* [TEXTO DEL DOCUMENTO]
· · ·
Participé en la COP30 de este año celebrada en Brasil, y se nota un contraste difícil de ignorar. La primera generación de estos encuentros tenía algo de épico: líderes mundiales discutiendo el futuro del planeta, acuerdos que daban esperanza y la convicción de que la diplomacia podía hacer una diferencia real. Esta ocasión —y habrá quienes dirán que también las últimas ediciones— se percibe un espíritu distinto.
Un futuro más justo y sostenible requiere innovación
Son más de 100 temas los que se discuten formalmente en las sesiones de negociación, además de cientos de paneles y espacios paralelos. Conviven tres escalas que rara vez se alinean: la global de los compromisos climáticos, la institucional de quienes diseñan e implementan políticas, y la local de quienes ya lidian con las consecuencias de la emergencia climática en sus territorios. Como ejemplo, muchas horas de debate sobre si las montañas debían o no incluirse como otro tema en la agenda de una o de todas las futuras COP sin necesariamente llegar a una decisón. Sin restar importancia a este ecosistema y sus servicios ambientales — evidencia lo difícil que es avanzar cuando aún no hay puntos de partida compartidos.
En uno de los espacios del Pabellón de Educación Superior para la Acción Climática, coorganizado por el Tec de Monterrey y la Universidad de Campinas, Anderson Pedroso, rector de la PUC Río, dijo algo que sintetizó bien esa sensación: “Este tendría que ser un espacio de renuncias.” No renuncias simbólicas, sino renuncias reales: a posiciones cómodas, a inercias sectoriales, a supuestos que ya no alcanzan para sostener un proyecto común.
México presentó este año su NDC 3.0 (National Determined Contributions), su nuevo “contrato climático”, que por primera vez incorporó la perspectiva de las universidades en su proceso de definición y declaró que tendremos un papel en su implementación. Es un avance relevante porque reconoce el valor de la evidencia y la colaboración académica para orientar decisiones públicas, una discusión que no debe quedarse solo a nivel político. Pero una NDC no transforma por sí sola. La verdadera transición depende de lo que ocurre en los territorios, donde el agua, la energía y el suelo ya tienen límites que obligan a innovar, a priorizar y a repensar modelos productivos.
· · ·
* [LISTA DE TAREAS]
- A) Según el texto sobre la COP30, ¿qué instituciones coorganizaron el Pabellón de Educación Superior para la Acción Climática?
- B) Copia del texto sobre la COP30 el fragmento que va desde "Participé en la" hasta "un espíritu distinto.".
El material que viene a continuación es independiente del texto sobre la COP30.

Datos
· · ·
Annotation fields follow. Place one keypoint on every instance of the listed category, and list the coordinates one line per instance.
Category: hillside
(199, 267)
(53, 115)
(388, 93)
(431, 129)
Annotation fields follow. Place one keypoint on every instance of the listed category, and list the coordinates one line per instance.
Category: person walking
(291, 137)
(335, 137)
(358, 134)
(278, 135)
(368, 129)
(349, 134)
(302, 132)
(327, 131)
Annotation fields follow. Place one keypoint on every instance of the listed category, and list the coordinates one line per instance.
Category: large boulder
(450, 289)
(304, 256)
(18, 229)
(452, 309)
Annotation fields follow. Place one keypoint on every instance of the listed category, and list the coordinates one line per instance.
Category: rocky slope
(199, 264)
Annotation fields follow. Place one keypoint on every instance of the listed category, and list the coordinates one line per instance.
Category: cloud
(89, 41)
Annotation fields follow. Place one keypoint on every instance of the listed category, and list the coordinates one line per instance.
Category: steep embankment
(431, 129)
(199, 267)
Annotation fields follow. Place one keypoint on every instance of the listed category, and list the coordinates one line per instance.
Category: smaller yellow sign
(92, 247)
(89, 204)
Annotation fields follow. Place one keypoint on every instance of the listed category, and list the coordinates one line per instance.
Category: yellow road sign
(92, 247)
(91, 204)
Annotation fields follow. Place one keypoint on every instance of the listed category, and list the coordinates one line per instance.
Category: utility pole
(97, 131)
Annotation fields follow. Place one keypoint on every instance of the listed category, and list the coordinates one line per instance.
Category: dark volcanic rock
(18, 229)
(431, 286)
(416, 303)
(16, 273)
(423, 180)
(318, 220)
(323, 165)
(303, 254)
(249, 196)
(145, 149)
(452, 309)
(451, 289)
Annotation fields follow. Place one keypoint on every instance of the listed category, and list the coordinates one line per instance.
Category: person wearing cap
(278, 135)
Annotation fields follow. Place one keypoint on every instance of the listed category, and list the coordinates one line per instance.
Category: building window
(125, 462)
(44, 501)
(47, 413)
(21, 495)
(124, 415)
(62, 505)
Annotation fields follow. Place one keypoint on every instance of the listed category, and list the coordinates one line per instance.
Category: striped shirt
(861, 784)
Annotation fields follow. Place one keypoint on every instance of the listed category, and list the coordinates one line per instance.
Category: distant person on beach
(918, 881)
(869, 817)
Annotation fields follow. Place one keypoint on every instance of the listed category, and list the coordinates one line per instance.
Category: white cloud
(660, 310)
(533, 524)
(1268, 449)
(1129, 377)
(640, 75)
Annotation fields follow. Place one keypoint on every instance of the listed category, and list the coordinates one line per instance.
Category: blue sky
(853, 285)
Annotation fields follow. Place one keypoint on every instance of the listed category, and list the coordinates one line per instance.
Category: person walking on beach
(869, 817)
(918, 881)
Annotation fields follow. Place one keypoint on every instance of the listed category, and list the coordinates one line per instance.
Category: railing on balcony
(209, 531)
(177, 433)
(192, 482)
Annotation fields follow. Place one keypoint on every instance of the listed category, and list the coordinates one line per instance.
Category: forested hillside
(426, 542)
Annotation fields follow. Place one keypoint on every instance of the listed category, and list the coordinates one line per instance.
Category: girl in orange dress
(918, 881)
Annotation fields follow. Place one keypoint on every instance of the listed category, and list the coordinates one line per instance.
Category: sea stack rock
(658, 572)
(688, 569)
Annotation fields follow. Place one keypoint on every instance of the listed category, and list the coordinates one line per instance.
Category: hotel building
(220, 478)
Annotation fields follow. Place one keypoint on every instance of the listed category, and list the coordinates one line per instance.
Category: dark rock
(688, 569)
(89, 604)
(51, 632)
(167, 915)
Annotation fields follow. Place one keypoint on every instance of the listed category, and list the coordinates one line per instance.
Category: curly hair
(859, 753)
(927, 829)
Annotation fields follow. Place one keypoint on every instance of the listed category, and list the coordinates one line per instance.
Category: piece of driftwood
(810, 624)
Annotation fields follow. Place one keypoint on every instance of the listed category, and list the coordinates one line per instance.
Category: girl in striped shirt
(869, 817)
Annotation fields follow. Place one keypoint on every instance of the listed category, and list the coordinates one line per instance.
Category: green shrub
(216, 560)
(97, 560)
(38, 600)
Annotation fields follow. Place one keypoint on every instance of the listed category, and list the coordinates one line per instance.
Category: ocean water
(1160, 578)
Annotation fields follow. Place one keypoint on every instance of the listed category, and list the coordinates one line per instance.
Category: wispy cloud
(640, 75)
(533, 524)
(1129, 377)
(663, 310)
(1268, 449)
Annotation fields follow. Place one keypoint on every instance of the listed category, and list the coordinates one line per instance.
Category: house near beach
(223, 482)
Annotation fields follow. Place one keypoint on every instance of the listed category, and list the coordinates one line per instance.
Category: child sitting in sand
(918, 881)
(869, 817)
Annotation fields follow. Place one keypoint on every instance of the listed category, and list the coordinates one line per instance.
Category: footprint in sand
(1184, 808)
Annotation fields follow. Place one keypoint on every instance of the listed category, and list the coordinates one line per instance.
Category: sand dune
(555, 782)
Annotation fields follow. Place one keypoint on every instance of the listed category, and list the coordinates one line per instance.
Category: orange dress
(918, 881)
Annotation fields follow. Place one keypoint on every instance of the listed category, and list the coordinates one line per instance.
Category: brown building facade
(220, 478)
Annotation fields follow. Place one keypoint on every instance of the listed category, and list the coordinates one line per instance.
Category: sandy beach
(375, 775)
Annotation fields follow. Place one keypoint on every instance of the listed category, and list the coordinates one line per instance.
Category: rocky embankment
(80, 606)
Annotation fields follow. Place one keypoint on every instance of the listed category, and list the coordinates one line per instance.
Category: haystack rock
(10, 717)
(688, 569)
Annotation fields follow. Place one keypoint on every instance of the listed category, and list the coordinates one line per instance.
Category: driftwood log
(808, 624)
· · ·
* [PROBLEMAS RESUELTOS]
- A) El Tec de Monterrey y la Universidad de Campinas.

- B)
Participé en la COP30 de este año celebrada en Brasil, y se nota un contraste difícil de ignorar. La primera generación de estos encuentros tenía algo de épico: líderes mundiales discutiendo el futuro del planeta, acuerdos que daban esperanza y la convicción de que la diplomacia podía hacer una diferencia real. Esta ocasión —y habrá quienes dirán que también las últimas ediciones— se percibe un espíritu distinto.